> **PROBLEM STATEMENT**: Extract each line of the data and write it out again exactly.

:: GIVEN RECORDS

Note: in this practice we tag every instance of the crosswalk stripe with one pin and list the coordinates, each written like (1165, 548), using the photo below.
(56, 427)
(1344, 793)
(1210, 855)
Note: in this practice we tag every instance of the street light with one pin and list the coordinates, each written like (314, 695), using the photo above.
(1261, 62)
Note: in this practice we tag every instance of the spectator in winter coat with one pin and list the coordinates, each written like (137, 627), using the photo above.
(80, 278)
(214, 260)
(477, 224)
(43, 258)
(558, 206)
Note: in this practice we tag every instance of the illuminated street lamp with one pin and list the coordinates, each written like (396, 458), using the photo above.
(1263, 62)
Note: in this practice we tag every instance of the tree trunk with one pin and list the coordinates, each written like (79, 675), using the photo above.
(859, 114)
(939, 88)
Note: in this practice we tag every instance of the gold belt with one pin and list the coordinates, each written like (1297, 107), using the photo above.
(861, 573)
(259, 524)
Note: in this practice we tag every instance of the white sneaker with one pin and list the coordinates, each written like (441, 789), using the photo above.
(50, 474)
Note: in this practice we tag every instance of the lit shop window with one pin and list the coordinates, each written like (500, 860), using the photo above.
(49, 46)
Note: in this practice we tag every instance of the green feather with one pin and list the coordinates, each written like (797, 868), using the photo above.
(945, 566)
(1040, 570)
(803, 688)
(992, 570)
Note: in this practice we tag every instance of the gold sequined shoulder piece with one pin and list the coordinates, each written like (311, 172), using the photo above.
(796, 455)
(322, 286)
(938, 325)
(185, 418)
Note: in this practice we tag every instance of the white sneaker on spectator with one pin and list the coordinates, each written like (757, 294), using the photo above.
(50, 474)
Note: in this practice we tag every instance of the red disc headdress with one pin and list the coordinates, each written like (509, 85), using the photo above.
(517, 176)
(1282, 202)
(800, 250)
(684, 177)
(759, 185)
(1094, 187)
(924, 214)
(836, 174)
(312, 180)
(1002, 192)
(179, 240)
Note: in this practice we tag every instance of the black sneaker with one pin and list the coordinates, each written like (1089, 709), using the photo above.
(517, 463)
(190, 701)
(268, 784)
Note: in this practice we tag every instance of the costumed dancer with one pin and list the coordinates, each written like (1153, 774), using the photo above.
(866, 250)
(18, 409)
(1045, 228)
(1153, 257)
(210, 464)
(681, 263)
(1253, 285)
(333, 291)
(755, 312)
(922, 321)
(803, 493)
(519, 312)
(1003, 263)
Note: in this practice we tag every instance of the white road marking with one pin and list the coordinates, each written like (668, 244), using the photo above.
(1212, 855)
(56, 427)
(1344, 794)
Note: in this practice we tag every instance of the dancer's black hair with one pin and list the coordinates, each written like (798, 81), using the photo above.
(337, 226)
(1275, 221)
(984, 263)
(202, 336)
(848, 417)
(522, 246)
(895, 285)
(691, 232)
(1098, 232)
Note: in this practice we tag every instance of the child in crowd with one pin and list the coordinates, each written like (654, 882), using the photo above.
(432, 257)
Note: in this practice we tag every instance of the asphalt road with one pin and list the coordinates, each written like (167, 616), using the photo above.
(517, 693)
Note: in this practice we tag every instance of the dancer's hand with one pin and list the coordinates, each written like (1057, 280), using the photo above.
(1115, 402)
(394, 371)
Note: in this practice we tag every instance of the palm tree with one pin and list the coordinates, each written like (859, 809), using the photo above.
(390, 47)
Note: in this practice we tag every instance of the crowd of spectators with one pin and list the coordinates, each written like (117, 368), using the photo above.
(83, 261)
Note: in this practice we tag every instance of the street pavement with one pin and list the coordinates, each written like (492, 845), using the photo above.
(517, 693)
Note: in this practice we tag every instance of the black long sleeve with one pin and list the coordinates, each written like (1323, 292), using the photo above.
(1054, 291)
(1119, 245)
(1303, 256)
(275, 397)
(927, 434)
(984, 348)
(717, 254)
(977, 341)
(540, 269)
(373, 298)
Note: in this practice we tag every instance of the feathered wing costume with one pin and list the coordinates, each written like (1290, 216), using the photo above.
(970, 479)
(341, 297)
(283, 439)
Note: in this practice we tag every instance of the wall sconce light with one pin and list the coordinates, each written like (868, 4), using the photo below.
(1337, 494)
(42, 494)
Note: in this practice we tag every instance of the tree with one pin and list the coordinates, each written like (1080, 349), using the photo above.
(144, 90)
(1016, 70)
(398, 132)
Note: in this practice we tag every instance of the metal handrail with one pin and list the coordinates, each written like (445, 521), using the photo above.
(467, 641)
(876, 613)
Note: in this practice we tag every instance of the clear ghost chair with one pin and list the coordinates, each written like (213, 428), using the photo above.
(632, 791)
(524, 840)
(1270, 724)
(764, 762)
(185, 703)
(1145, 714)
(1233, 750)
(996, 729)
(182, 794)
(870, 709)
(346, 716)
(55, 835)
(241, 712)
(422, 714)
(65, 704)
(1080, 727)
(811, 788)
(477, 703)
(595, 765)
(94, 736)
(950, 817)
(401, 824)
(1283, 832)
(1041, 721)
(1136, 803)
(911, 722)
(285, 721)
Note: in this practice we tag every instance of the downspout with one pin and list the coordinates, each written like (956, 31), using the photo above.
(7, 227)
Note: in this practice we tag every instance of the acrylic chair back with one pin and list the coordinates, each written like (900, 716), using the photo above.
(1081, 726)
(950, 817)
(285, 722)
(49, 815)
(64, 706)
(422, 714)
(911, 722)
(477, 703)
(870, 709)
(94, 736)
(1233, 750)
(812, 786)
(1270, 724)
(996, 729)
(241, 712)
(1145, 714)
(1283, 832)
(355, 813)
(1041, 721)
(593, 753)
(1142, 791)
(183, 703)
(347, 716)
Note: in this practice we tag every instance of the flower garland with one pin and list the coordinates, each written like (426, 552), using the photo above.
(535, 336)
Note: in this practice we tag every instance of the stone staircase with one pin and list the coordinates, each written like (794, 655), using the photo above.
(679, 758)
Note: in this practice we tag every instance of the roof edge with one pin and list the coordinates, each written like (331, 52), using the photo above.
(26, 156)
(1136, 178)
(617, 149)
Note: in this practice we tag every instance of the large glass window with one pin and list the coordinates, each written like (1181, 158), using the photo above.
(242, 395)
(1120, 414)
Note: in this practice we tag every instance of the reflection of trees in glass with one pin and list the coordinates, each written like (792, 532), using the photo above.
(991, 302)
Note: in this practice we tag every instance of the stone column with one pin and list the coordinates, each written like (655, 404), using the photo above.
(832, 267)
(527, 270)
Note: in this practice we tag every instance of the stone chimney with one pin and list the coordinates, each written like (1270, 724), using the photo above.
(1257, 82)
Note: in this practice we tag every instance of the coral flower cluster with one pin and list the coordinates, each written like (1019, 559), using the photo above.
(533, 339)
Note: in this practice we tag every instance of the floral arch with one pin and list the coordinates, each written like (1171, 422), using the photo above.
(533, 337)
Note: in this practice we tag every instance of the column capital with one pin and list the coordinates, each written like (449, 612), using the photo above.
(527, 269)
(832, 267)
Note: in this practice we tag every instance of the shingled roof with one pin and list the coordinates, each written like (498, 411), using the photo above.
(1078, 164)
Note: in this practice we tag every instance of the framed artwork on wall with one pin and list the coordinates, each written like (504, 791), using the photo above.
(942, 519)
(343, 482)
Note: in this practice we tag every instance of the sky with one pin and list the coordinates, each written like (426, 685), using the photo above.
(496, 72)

::::

> **OUTPUT FOR THIS TASK**:
Note: in this practice we tag every instance of the crosswalk stripe with one pin and list the coordinates, each written like (1165, 548), using the photo below.
(56, 427)
(1344, 793)
(1210, 855)
Note: in this practice we tag every instance of the street light with one pin and list the coordinates, each written like (314, 695), using the photo above.
(1261, 62)
Note: in this practice we tag every instance of the spectator in winter coat with one pin and list the coordinates, each written like (137, 627), using the photo above.
(80, 278)
(214, 260)
(477, 224)
(43, 258)
(558, 206)
Note: in this practice we tag every instance of the illuminated street lamp with one pin and list the coordinates, each written like (396, 458), using the photo above.
(1263, 62)
Note: in this practice we tag every instance of the tree trunk with one pin and list the coordinates, each written like (79, 675), using the photo above.
(859, 114)
(939, 88)
Note: in this practice we tag every instance of the gold belt with one pin and list the coordinates, each written like (1297, 107), using the photo above.
(861, 573)
(259, 524)
Note: in this practice we tag every instance of the white sneaker with one pin and list the coordinates, each written like (441, 789), using the photo above.
(50, 474)
Note: in this practice we tag every instance of the lit shop window with one pin and list the coordinates, each written like (500, 860), using the photo above.
(49, 46)
Note: in this practice we tag every instance of the green feather with one pin and list the coordinates, each written like (797, 868), using the photo above.
(945, 566)
(1040, 570)
(803, 688)
(992, 570)
Note: in this practice we tag every instance of the gold sequined shoulder piece with one pin and list the coordinates, each written like (311, 172), using the photo above.
(796, 455)
(322, 286)
(938, 325)
(185, 418)
Note: in this practice we tag every instance of the white sneaker on spectator with one pin and list the coordinates, each written like (757, 294), using the photo above.
(50, 474)
Note: in this practice we tag every instance of the red disc headdress with one pin and list the coordinates, each written like (509, 85), using the photo above.
(517, 176)
(1282, 202)
(800, 250)
(684, 177)
(759, 185)
(1094, 187)
(924, 214)
(836, 174)
(312, 180)
(1002, 192)
(179, 240)
Note: in this practice we tag every instance of the black sneaker with one pin and list the coordinates, each written like (1089, 709), using the photo above.
(517, 463)
(190, 701)
(268, 784)
Note: in this practice we tag every instance of the costumed dancer with one pin and list the coordinates, each written like (1153, 774), using the photo above.
(866, 250)
(18, 409)
(1045, 228)
(1153, 257)
(210, 464)
(681, 263)
(1253, 285)
(333, 291)
(755, 312)
(922, 321)
(803, 493)
(519, 312)
(1003, 263)
Note: in this practice we tag every instance of the white road marking with one pin and list the coordinates, each written like (668, 244), using the photo above.
(1212, 855)
(56, 427)
(1344, 794)
Note: in this practice we tag every instance of the dancer's black hair with one pin and list the coordinates, each written like (798, 81), using the photo above.
(337, 226)
(1275, 221)
(984, 263)
(202, 336)
(848, 417)
(522, 246)
(895, 285)
(691, 232)
(1098, 232)
Note: in this practice we tag every instance of the child in crowd with one pin and list the coordinates, each written like (654, 882), using the photo above.
(432, 257)
Note: in this practice we tag every instance of the asphalt road with one pin and list the coordinates, each written like (167, 616), using the photo above.
(517, 693)
Note: in this practice we tag every instance of the dancer's hand with one pin and list the coordinates, each written like (1057, 280), using the photo above.
(1115, 402)
(394, 371)
Note: in this practice we tag every instance of the palm tree with one pin and list the coordinates, each written like (859, 809), using the photo above.
(390, 47)
Note: in this practice we tag every instance of the crowd of spectators with one pin and list the coordinates, each written like (117, 368), using the photo above.
(83, 261)
Note: in this practice we tag every instance of the street pavement with one pin and list the coordinates, each written like (492, 845), using the photo above.
(517, 693)
Note: in this practice we tag every instance of the black long sleeve with one pin and list the coordinates, each written like (1323, 292), using the photo above.
(1054, 291)
(1119, 245)
(1303, 256)
(275, 397)
(927, 434)
(984, 348)
(717, 254)
(977, 341)
(540, 269)
(373, 298)
Note: in this practice we tag every instance of the feathered wing costume with one pin and list the coordinates, each written like (1290, 216), using the photo above.
(970, 479)
(341, 297)
(283, 439)
Note: in this practice we tag every instance of the wall sconce light with one pin and list the coordinates, each written like (868, 4), using the photo below.
(1337, 494)
(42, 494)
Note: in this practice we tag every instance of the tree with one pin and list the coordinates, each written like (1080, 349), using the photo above.
(144, 90)
(1016, 70)
(398, 132)
Note: in this practice we tag every instance of the metal handrail with one pin and list the coordinates, each written like (445, 521), using the photo above.
(467, 641)
(876, 613)
Note: in this practice we tag every instance of the clear ghost chair with one pin and list the coordinates, each written like (213, 428), using the photo above.
(632, 791)
(524, 840)
(1270, 724)
(764, 762)
(185, 703)
(1145, 714)
(1233, 750)
(996, 729)
(182, 794)
(870, 709)
(346, 716)
(55, 835)
(241, 712)
(422, 714)
(65, 704)
(1080, 727)
(811, 788)
(477, 703)
(595, 765)
(94, 736)
(950, 817)
(401, 824)
(1283, 832)
(1041, 721)
(1136, 803)
(911, 722)
(285, 721)
Note: in this practice we tag every instance of the downspout with one pin and list the coordinates, each written like (956, 31), using the photo above.
(7, 227)
Note: in this practice we tag every instance of the acrylic chair back with one pin and list the coordinates, each written like (900, 716), using the photo above.
(1081, 726)
(950, 817)
(285, 722)
(49, 815)
(64, 706)
(422, 714)
(911, 722)
(477, 703)
(870, 709)
(94, 736)
(1233, 750)
(812, 786)
(1270, 724)
(996, 729)
(241, 712)
(1145, 714)
(1283, 832)
(355, 813)
(1041, 721)
(593, 753)
(1142, 791)
(183, 703)
(347, 716)
Note: in this practice we tag every instance of the flower garland with one pin and list the coordinates, each written like (426, 552), using the photo above.
(535, 336)
Note: in this practice we tag every instance of the stone staircase with one pin and list the coordinates, each written like (794, 655), using the photo above.
(679, 758)
Note: in this practice we tag every instance of the roof edge with one pin and list the coordinates, each written like (331, 52), using the photo above.
(26, 156)
(1136, 178)
(617, 149)
Note: in this practice we tag every instance of the large glass window with one pin and list the coordinates, each written like (1181, 158), using the photo above.
(242, 395)
(1120, 414)
Note: in this practice we tag every instance of the reflection of trees in glass with one pin and list the coordinates, each written like (792, 532), using the photo above.
(991, 302)
Note: in this practice we tag every instance of the stone column with one pin and list the coordinates, each written like (655, 404), using the photo above.
(832, 267)
(527, 270)
Note: in this practice we tag every instance of the stone chimney with one pin and list the coordinates, each written like (1270, 724), using the photo above.
(1257, 82)
Note: in this practice we tag every instance of the coral flower cluster with one pin and list the coordinates, each written like (1019, 559), using the photo above.
(533, 339)
Note: in this practice we tag every instance of the floral arch with one pin and list the coordinates, each written like (1171, 422), using the photo above.
(533, 337)
Note: in this practice we tag every instance of the column capital with one pin and list the coordinates, each written like (449, 612), using the photo above.
(527, 269)
(832, 267)
Note: in this practice we tag every instance of the shingled roof with one pin and list the coordinates, each written like (498, 411), using the photo above.
(1078, 164)
Note: in this practice we tag every instance of the framed artwork on wall with one pin and list the coordinates, each written like (504, 791), using the photo above.
(942, 519)
(343, 482)
Note: in this practice we tag every instance of the sky with one pin and list the coordinates, each written like (426, 685), using the photo above.
(496, 72)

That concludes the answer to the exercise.